**Data records:**
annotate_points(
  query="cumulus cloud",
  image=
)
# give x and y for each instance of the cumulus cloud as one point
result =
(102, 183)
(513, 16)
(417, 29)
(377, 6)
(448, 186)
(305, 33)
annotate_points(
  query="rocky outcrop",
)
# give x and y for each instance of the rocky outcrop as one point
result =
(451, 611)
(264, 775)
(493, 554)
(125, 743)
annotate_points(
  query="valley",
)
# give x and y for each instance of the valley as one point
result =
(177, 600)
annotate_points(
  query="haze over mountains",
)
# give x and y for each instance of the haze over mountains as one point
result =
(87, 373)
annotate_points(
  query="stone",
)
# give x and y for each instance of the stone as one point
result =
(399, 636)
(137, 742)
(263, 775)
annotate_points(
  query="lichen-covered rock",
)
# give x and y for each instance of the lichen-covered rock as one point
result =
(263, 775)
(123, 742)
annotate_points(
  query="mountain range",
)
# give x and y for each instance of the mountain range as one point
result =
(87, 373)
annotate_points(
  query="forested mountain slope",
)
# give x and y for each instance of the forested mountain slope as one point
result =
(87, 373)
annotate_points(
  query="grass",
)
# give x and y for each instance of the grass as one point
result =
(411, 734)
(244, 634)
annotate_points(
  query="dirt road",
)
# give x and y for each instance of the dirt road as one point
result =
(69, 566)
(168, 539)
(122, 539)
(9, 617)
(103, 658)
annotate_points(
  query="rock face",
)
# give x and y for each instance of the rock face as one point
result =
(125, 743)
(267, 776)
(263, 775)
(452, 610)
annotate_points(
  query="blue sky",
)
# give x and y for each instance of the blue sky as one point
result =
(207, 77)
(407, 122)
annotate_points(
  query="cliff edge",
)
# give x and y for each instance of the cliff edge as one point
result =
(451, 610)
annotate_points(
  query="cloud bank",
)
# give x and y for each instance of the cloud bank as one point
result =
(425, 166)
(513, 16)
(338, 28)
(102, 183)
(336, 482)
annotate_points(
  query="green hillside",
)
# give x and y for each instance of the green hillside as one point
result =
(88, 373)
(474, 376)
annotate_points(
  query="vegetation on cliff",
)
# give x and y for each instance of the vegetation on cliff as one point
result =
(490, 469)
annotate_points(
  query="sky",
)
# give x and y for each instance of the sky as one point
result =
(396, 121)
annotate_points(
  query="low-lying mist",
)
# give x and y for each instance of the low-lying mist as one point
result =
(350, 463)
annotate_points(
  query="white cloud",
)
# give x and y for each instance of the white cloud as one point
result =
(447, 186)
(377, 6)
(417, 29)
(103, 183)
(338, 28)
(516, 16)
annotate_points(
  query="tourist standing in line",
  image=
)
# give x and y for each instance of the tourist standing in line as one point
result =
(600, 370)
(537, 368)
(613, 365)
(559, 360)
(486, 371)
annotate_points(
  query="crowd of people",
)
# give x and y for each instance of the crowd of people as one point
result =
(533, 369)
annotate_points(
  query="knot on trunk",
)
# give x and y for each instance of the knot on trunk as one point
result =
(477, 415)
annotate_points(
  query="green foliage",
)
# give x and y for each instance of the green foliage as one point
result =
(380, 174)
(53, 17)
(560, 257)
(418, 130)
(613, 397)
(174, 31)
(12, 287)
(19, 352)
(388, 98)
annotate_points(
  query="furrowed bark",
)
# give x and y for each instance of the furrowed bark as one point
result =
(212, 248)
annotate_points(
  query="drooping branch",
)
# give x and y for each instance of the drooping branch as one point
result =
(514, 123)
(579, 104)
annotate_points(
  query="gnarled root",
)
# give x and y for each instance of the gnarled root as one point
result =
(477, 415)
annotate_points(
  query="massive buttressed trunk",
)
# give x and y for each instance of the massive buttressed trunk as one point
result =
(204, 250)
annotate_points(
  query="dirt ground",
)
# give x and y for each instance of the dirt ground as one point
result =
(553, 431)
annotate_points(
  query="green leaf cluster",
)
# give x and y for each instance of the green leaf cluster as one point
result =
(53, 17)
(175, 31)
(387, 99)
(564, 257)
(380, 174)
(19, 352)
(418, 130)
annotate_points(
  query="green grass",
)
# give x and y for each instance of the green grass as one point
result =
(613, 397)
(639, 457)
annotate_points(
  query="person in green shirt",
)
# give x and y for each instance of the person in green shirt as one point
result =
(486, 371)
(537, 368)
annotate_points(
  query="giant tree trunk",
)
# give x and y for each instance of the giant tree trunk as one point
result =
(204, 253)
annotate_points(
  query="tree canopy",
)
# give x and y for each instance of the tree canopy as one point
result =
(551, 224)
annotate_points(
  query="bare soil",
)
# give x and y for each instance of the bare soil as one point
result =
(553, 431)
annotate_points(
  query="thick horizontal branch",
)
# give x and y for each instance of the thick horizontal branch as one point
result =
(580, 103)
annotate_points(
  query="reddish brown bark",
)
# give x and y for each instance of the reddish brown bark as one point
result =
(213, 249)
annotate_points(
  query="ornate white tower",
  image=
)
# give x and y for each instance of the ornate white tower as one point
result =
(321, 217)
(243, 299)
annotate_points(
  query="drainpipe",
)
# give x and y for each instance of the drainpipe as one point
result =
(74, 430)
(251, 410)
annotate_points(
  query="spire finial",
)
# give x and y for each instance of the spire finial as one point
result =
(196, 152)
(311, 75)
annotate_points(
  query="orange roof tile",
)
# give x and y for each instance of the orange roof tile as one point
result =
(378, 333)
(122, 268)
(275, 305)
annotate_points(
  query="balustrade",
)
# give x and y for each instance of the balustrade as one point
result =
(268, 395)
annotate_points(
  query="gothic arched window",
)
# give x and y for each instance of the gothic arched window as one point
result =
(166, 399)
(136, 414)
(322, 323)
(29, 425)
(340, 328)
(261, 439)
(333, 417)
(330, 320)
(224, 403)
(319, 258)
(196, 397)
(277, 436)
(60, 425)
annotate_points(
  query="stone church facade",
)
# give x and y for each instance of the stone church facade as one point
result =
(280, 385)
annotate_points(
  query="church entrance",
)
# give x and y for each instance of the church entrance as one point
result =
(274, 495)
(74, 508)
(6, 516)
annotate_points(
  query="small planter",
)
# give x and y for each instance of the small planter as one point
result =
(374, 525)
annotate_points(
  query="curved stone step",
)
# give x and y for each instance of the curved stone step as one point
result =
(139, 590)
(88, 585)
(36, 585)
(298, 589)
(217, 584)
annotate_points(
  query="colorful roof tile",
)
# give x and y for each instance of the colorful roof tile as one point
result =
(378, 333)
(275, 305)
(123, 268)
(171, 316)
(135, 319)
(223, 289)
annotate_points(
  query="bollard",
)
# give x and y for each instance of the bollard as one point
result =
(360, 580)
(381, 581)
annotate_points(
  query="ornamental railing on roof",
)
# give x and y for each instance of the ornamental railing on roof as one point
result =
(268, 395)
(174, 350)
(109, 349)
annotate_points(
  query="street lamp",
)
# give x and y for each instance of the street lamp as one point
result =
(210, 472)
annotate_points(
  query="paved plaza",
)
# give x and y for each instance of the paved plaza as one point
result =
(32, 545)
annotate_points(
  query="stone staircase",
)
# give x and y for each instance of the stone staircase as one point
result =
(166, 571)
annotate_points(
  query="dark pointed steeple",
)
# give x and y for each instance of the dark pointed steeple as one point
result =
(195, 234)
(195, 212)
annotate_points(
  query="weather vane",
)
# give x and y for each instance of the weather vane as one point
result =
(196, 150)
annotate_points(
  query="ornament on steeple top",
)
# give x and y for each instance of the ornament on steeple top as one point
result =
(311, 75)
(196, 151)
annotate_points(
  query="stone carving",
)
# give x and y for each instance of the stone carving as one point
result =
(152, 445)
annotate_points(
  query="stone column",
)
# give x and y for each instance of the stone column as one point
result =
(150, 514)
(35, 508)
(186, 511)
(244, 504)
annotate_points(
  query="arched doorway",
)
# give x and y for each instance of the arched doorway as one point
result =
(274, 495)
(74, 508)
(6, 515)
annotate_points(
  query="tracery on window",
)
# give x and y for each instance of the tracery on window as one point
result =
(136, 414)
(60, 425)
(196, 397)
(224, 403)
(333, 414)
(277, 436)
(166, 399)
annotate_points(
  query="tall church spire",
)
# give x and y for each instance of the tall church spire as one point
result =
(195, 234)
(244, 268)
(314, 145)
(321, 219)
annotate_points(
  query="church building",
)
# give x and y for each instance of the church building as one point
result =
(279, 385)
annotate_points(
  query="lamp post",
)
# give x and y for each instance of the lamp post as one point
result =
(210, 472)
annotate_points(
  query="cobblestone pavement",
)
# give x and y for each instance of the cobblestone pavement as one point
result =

**Exercise requirements:**
Show every line of the material above that contains the string "mountains", treating uppercase and lowercase letters as different.

**Full output:**
  query="haze over mountains",
# give x and y for each instance of the haze over mountains as one point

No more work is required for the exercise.